TASK STATEMENT »
Repeat the material below exactly, line for line.

RECORDS TO PROCESS »
[start]

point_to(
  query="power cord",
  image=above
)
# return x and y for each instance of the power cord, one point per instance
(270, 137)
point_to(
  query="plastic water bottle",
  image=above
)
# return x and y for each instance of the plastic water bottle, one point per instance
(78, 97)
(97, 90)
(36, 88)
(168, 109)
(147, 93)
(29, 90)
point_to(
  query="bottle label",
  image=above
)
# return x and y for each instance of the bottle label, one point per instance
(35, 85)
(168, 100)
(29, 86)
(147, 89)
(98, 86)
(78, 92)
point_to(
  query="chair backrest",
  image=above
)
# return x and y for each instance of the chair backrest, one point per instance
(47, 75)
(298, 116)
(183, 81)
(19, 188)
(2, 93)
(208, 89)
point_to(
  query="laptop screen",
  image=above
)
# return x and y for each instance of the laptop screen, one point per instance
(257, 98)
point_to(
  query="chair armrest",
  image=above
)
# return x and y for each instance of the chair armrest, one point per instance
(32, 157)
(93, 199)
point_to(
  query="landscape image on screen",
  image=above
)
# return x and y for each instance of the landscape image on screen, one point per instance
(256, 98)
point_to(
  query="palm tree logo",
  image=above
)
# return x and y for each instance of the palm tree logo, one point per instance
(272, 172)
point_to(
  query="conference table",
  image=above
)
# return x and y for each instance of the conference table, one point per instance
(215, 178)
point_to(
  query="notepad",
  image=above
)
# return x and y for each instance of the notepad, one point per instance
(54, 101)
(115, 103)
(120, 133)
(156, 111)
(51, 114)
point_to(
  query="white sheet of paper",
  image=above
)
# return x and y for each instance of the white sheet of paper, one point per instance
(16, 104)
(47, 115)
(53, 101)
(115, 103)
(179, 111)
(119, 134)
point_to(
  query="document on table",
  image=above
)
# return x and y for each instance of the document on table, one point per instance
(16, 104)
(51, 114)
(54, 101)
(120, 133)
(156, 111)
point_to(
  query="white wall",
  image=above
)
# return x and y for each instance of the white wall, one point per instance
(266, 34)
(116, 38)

[end]

SOLUTION »
point_to(
  query="power cord",
  image=above
)
# return x and y for each instance of the power cord, one point per instance
(270, 137)
point_to(
  query="plastic water bottle",
  image=above
)
# return x and y for each instance of the plastic water bottle, one point per instance
(78, 97)
(97, 90)
(36, 88)
(168, 109)
(147, 93)
(29, 90)
point_to(
  query="bottle label",
  image=above
)
# return x and y for each instance of the bottle label, one point per instance
(35, 85)
(168, 100)
(29, 86)
(147, 89)
(98, 86)
(78, 92)
point_to(
  query="chair backrest",
  image=above
)
# return x and y for each instance of the chair backrest, one point per instance
(47, 75)
(298, 116)
(183, 81)
(19, 188)
(2, 93)
(208, 89)
point_to(
  query="laptop screen",
  image=above
)
# return x and y for each instance of the laptop screen, one point per instance
(257, 98)
point_to(
  query="chair armrest",
  image=above
)
# return x and y for each instance of the chair armrest, one point per instance
(32, 157)
(93, 199)
point_to(
  query="landscape image on screen",
  image=above
)
# return x and y for each instance of the landscape image on screen, one point per instance
(256, 98)
point_to(
  query="palm tree logo",
  image=above
)
# return x and y for each instance of the palm tree logo, one point per instance
(272, 172)
point_to(
  query="conference table",
  image=above
)
# return x and y for each instance of the conference table, one point per instance
(215, 178)
point_to(
  query="notepad",
  image=above
)
# return x and y for each instance of the notepad, one point per instance
(54, 101)
(115, 103)
(120, 133)
(156, 111)
(51, 114)
point_to(
  query="white sheet of paper",
  image=above
)
# return x and y for each instance of the white sheet of paper, one point per instance
(16, 104)
(47, 115)
(53, 101)
(115, 103)
(179, 111)
(119, 134)
point_to(
  query="document on table",
  image=above
)
# return x and y for each instance of the document on table, one point per instance
(16, 104)
(51, 114)
(54, 101)
(120, 133)
(156, 111)
point_to(
  query="white wall",
  image=above
)
# return x and y for each instance of the white wall, one point per instance
(266, 34)
(116, 38)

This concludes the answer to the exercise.